== Exercise data

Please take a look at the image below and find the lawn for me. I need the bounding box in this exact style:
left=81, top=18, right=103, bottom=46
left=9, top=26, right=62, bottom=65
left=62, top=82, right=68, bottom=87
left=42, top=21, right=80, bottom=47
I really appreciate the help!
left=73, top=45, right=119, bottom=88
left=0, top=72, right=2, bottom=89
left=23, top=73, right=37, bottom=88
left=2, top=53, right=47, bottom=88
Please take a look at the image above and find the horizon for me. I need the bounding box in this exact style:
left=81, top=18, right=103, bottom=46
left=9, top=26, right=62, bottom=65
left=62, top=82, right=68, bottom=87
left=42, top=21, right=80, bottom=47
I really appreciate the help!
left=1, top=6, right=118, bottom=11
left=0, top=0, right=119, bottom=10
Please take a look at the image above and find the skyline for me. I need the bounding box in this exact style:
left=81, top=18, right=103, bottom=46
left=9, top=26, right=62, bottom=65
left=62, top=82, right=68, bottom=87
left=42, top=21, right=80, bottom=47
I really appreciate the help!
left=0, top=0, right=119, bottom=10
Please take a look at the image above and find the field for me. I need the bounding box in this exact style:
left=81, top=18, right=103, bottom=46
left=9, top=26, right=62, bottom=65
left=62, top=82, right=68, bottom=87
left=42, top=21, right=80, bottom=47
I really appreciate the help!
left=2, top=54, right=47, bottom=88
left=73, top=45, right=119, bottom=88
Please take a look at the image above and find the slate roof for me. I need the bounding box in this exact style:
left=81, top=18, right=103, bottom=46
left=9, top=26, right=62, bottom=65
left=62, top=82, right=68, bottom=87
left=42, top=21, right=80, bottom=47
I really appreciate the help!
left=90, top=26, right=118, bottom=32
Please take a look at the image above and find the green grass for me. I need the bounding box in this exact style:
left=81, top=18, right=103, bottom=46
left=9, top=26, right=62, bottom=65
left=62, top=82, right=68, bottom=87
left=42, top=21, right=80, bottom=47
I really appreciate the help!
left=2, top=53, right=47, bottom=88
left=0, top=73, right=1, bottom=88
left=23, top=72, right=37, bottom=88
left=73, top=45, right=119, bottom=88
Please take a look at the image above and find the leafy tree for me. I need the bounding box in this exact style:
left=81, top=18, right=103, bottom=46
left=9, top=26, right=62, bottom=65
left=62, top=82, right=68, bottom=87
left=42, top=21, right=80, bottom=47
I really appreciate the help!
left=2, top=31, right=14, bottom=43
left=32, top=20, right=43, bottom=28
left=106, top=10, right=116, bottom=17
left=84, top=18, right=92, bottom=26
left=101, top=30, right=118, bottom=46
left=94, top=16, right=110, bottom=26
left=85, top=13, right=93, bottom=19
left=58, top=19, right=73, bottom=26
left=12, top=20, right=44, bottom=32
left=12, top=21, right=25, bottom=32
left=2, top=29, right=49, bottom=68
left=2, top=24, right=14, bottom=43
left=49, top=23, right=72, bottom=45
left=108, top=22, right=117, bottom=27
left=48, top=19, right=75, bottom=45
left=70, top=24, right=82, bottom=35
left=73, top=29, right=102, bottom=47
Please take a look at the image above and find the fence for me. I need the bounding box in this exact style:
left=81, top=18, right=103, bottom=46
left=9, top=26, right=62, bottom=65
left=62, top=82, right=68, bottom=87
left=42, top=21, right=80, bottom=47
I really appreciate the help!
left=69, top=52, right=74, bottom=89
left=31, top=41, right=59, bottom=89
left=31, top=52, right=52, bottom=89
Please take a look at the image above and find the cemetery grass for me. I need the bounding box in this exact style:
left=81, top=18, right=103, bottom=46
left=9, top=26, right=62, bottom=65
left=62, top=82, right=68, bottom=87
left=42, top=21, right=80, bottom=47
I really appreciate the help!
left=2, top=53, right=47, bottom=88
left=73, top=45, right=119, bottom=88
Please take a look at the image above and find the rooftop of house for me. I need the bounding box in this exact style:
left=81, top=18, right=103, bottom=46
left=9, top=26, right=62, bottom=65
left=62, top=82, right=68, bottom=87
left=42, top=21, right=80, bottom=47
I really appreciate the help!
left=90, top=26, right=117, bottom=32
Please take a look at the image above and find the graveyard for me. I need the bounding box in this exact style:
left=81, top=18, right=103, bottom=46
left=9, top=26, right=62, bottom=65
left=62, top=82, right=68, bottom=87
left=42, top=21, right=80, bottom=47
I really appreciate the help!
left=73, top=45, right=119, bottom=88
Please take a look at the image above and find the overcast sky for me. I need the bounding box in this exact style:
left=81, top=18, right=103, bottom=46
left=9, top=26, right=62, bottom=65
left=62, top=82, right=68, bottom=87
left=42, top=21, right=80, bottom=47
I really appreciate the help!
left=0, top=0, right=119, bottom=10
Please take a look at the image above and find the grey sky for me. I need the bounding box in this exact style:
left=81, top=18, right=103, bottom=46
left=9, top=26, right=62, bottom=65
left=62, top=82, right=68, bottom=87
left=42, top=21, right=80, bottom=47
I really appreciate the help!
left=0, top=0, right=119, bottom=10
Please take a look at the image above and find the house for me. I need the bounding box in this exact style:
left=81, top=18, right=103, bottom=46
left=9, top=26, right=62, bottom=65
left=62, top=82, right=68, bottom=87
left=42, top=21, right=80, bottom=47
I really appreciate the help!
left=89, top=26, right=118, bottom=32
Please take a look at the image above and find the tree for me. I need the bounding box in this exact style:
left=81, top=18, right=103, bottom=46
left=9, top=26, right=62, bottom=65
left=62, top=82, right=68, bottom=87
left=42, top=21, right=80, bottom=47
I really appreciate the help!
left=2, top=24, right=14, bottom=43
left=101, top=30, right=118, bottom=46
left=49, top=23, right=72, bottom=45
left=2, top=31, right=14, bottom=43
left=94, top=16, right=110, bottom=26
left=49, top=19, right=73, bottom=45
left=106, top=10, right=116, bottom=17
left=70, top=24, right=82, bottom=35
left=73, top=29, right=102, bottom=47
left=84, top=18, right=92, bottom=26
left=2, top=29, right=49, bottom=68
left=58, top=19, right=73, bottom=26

====

Required work: Please count how many lines of the listing include the word "house", giving the number by itself.

Result of the exercise: 2